**AIM OF THE EXERCISE**
Please render the material as a Markdown table, starting with the line that contains "Where can you spot the man's" and going on through the last line of the material, skipping blank lines. Use two columns, Row and Content, with a running row number in Row and each line in Content.

**MATERIAL FOR THE TASK**

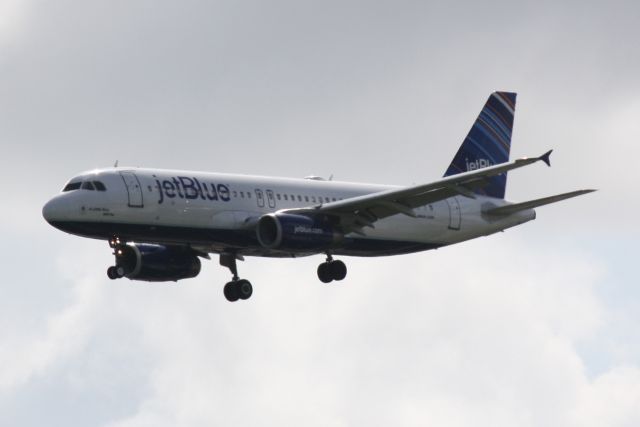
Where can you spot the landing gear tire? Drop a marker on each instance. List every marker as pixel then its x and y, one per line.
pixel 112 273
pixel 238 289
pixel 332 270
pixel 324 272
pixel 338 270
pixel 231 292
pixel 245 290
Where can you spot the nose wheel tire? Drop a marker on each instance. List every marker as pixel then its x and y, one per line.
pixel 114 272
pixel 332 270
pixel 238 289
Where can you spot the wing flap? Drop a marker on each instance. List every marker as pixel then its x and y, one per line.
pixel 517 207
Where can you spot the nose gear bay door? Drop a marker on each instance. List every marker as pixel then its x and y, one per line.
pixel 134 190
pixel 271 199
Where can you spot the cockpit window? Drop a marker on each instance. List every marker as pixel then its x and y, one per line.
pixel 87 185
pixel 72 186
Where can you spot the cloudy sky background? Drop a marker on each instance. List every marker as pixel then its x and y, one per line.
pixel 534 327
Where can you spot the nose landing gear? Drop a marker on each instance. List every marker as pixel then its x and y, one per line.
pixel 237 288
pixel 331 270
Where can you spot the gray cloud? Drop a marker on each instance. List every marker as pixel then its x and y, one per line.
pixel 528 328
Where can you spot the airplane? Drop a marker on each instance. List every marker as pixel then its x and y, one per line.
pixel 159 223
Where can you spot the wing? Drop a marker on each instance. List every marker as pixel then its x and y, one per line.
pixel 355 213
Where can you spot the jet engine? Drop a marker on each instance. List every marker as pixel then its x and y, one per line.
pixel 295 232
pixel 154 263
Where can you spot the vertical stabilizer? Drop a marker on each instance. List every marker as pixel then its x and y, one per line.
pixel 488 142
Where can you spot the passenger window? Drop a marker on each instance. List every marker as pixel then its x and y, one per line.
pixel 71 186
pixel 87 185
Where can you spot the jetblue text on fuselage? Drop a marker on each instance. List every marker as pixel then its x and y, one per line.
pixel 190 188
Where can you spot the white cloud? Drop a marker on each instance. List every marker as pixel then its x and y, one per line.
pixel 13 15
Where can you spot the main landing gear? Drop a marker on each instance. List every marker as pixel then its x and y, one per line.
pixel 331 270
pixel 115 272
pixel 237 288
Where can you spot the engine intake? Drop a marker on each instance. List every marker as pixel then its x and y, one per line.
pixel 295 232
pixel 157 263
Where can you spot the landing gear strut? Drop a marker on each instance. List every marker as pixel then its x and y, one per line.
pixel 115 272
pixel 237 288
pixel 331 270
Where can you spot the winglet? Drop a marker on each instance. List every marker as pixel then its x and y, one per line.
pixel 546 157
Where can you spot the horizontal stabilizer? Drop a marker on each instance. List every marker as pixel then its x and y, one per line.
pixel 517 207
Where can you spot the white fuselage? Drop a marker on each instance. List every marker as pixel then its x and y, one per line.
pixel 219 212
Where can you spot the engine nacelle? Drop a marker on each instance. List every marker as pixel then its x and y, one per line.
pixel 157 263
pixel 295 232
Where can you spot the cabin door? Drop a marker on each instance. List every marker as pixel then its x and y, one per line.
pixel 134 190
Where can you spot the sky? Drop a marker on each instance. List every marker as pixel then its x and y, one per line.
pixel 537 326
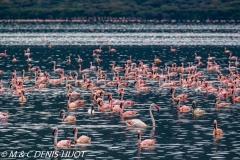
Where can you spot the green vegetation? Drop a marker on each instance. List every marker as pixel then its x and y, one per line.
pixel 146 9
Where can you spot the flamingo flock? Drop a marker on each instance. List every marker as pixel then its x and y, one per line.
pixel 140 73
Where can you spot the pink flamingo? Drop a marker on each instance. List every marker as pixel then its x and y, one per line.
pixel 111 49
pixel 115 68
pixel 83 139
pixel 68 118
pixel 224 104
pixel 127 113
pixel 172 49
pixel 217 131
pixel 234 98
pixel 232 57
pixel 3 54
pixel 184 108
pixel 62 143
pixel 180 96
pixel 71 104
pixel 98 50
pixel 146 142
pixel 54 68
pixel 83 71
pixel 4 115
pixel 197 57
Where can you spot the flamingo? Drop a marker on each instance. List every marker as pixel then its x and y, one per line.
pixel 226 50
pixel 180 96
pixel 221 104
pixel 217 131
pixel 69 59
pixel 196 111
pixel 71 104
pixel 111 49
pixel 232 57
pixel 91 110
pixel 137 123
pixel 98 50
pixel 209 57
pixel 172 49
pixel 79 59
pixel 4 115
pixel 184 108
pixel 3 54
pixel 14 59
pixel 197 57
pixel 26 54
pixel 83 71
pixel 58 69
pixel 156 60
pixel 68 118
pixel 82 139
pixel 92 67
pixel 146 142
pixel 127 113
pixel 22 98
pixel 115 68
pixel 130 59
pixel 62 143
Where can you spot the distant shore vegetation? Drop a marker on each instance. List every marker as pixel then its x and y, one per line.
pixel 132 9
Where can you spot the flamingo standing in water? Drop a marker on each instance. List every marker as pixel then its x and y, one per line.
pixel 127 113
pixel 111 49
pixel 180 96
pixel 91 110
pixel 146 142
pixel 68 118
pixel 224 104
pixel 3 54
pixel 83 71
pixel 56 69
pixel 79 59
pixel 217 131
pixel 172 49
pixel 4 115
pixel 184 108
pixel 137 123
pixel 226 50
pixel 82 139
pixel 62 143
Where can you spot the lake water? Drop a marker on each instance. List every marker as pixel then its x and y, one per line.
pixel 178 136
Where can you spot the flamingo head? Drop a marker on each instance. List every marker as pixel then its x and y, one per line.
pixel 74 130
pixel 155 106
pixel 172 89
pixel 139 134
pixel 193 104
pixel 215 124
pixel 62 111
pixel 54 130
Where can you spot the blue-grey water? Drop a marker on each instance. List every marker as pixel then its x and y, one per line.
pixel 178 136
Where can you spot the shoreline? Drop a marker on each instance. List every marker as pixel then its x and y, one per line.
pixel 113 20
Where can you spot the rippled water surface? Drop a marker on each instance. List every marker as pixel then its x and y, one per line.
pixel 178 136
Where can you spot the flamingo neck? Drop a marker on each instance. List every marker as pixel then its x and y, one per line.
pixel 75 136
pixel 153 120
pixel 173 94
pixel 55 138
pixel 139 139
pixel 63 116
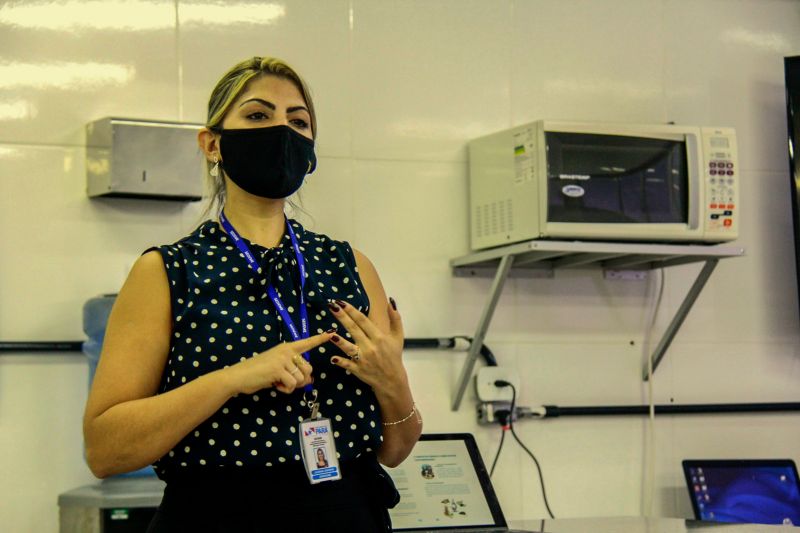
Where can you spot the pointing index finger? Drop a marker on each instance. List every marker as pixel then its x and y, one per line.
pixel 304 345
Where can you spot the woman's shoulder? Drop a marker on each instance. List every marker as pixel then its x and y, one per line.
pixel 207 234
pixel 320 245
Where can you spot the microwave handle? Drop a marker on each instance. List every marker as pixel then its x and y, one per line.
pixel 695 168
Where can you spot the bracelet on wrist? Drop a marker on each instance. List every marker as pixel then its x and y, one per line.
pixel 407 417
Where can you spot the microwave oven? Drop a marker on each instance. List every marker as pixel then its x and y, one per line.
pixel 611 182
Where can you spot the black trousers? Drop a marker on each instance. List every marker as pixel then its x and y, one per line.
pixel 280 499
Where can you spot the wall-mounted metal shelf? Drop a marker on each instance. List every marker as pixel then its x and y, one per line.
pixel 542 258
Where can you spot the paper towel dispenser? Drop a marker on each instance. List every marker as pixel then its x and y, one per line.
pixel 129 158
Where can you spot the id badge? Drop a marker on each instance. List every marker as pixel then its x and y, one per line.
pixel 319 450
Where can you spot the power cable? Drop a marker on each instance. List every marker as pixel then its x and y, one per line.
pixel 503 383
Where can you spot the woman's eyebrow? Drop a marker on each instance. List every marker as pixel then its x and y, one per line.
pixel 260 101
pixel 272 106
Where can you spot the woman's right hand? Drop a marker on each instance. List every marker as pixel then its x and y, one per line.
pixel 282 367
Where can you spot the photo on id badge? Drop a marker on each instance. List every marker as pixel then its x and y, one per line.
pixel 319 452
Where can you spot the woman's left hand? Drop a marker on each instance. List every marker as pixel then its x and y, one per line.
pixel 374 356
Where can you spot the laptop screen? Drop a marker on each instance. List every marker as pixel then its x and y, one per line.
pixel 444 485
pixel 758 491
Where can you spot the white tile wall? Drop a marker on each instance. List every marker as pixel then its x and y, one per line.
pixel 400 87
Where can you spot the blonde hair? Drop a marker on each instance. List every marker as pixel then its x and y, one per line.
pixel 227 91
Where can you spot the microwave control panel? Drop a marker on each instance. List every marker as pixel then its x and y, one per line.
pixel 721 173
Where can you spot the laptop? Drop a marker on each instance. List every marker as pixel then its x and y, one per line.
pixel 444 487
pixel 755 491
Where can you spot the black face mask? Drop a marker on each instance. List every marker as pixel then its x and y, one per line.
pixel 268 162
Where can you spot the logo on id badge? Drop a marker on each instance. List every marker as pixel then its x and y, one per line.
pixel 319 450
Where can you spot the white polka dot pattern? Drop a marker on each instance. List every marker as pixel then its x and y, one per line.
pixel 222 315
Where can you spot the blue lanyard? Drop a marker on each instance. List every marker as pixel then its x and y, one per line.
pixel 273 294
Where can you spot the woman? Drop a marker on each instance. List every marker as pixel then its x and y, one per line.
pixel 221 346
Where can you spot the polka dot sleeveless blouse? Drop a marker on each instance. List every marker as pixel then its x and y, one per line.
pixel 222 314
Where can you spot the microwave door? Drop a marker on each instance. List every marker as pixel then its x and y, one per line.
pixel 615 179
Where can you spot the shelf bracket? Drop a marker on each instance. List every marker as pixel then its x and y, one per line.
pixel 680 316
pixel 483 325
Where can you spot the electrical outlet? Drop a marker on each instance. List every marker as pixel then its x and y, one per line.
pixel 486 389
pixel 488 412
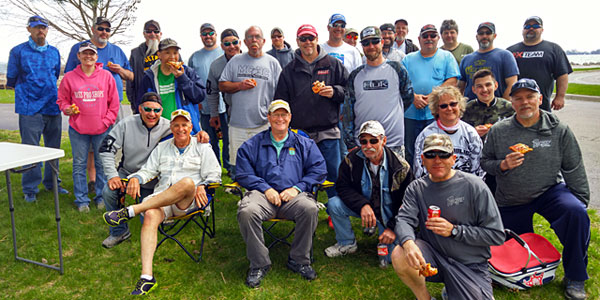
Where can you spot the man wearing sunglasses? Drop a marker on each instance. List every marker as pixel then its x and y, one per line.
pixel 543 61
pixel 499 61
pixel 370 186
pixel 379 90
pixel 141 59
pixel 457 242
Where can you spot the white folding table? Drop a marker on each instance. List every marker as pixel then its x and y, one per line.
pixel 14 158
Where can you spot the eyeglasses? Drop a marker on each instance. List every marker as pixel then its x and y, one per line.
pixel 305 38
pixel 227 44
pixel 150 109
pixel 451 104
pixel 534 26
pixel 370 141
pixel 440 154
pixel 368 42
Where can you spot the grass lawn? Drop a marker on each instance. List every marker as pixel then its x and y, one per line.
pixel 97 273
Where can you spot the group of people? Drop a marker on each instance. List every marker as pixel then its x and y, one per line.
pixel 398 128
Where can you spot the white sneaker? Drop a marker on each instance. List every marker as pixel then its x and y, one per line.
pixel 340 250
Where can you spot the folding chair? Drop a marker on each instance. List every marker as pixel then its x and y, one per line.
pixel 204 218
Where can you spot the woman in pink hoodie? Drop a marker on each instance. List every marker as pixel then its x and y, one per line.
pixel 89 96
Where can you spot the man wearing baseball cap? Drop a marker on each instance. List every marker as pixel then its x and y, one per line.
pixel 317 113
pixel 278 168
pixel 499 61
pixel 530 183
pixel 544 62
pixel 184 168
pixel 458 241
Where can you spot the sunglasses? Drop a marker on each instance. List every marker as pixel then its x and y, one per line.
pixel 227 44
pixel 440 154
pixel 149 109
pixel 370 141
pixel 305 38
pixel 451 104
pixel 368 42
pixel 535 26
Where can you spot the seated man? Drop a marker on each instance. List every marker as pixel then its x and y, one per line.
pixel 370 185
pixel 278 168
pixel 184 167
pixel 457 242
pixel 530 183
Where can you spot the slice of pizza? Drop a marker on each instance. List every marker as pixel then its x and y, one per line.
pixel 520 147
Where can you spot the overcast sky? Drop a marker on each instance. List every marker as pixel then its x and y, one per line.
pixel 572 24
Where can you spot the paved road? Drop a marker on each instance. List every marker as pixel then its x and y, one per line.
pixel 582 117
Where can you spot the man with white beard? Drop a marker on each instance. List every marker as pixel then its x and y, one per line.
pixel 140 60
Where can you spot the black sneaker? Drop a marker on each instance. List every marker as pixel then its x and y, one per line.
pixel 306 271
pixel 255 276
pixel 116 217
pixel 144 286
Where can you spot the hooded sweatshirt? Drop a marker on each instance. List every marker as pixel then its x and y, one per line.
pixel 96 97
pixel 555 150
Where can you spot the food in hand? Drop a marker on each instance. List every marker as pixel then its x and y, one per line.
pixel 317 86
pixel 520 147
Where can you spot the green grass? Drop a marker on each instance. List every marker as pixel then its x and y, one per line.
pixel 92 272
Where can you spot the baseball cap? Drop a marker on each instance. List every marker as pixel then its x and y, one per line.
pixel 370 32
pixel 438 141
pixel 525 83
pixel 37 20
pixel 151 97
pixel 372 127
pixel 335 18
pixel 488 25
pixel 181 113
pixel 167 43
pixel 277 104
pixel 151 23
pixel 307 29
pixel 87 46
pixel 100 20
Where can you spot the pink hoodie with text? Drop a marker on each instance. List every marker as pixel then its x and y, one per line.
pixel 96 96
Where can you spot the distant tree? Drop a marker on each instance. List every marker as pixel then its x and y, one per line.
pixel 74 18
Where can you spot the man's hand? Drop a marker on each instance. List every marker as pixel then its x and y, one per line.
pixel 133 188
pixel 512 160
pixel 387 237
pixel 439 226
pixel 116 183
pixel 288 194
pixel 201 198
pixel 368 216
pixel 273 197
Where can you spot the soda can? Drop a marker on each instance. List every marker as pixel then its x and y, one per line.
pixel 433 212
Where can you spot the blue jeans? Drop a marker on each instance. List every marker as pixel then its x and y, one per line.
pixel 344 234
pixel 80 145
pixel 32 128
pixel 330 149
pixel 214 140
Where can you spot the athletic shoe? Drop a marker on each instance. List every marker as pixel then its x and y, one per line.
pixel 340 250
pixel 116 217
pixel 144 286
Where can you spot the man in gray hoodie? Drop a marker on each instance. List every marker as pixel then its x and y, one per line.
pixel 531 183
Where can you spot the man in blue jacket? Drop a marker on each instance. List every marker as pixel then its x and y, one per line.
pixel 278 168
pixel 33 68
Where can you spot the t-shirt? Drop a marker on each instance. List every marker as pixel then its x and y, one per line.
pixel 347 54
pixel 544 62
pixel 249 107
pixel 499 61
pixel 166 90
pixel 425 73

**TASK OUTPUT**
| Row | Content |
|---|---|
| 1 | Where can you spot the man's hand? Drop a marker on each instance. List every marker as pixel then its x and y, one per line. |
| 2 | pixel 133 188 |
| 3 | pixel 512 160 |
| 4 | pixel 387 237 |
| 5 | pixel 439 226 |
| 6 | pixel 116 183 |
| 7 | pixel 288 194 |
| 8 | pixel 201 198 |
| 9 | pixel 368 216 |
| 10 | pixel 273 197 |
| 11 | Where can you spot the soda can? Drop a marker on each instance. List every marker as pixel then its x and y, one per line. |
| 12 | pixel 433 212 |
| 13 | Where can you spot the blue jeans? Drop a marker on each instance. List every marker as pixel then its x and y, one per line. |
| 14 | pixel 344 234 |
| 15 | pixel 80 145 |
| 16 | pixel 32 128 |
| 17 | pixel 330 149 |
| 18 | pixel 214 140 |
| 19 | Where can you spot the athletic shoe? Drop a marker on each instance. List every marker as pixel then its x and y, one per line. |
| 20 | pixel 340 250 |
| 21 | pixel 116 217 |
| 22 | pixel 144 286 |
| 23 | Where can you spot the man in gray hoodie? Drop a marker on each instance. List every marker as pixel then its x and y, one per line. |
| 24 | pixel 531 183 |
| 25 | Where can you spot the man in blue jacket? Drop a marker on each instance. List every marker as pixel then its x and y, one per line. |
| 26 | pixel 278 168 |
| 27 | pixel 33 68 |
| 28 | Where can you spot the t-shirt? Drop a marker on each instance. List every marker as pixel then its x and y, one per line. |
| 29 | pixel 347 54 |
| 30 | pixel 544 62 |
| 31 | pixel 249 107 |
| 32 | pixel 499 61 |
| 33 | pixel 166 90 |
| 34 | pixel 425 73 |